**YOUR TASK**
Your output should consist solely of the lines from the one with "AR gaming overlay — tag every bird" through the end of the records, reproduced exactly, both ends included.

[MATERIAL SUPPLIED Boundary: Start]

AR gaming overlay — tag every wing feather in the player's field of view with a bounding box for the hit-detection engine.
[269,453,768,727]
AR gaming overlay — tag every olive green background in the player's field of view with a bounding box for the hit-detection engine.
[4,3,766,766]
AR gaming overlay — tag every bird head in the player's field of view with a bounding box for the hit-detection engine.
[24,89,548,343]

[MATERIAL SUPPLIED Boundary: End]

**ANSWER AREA**
AR gaming overlay — tag every bird head in the player's field of view with a bounding box for the hit-detection engine.
[24,89,548,343]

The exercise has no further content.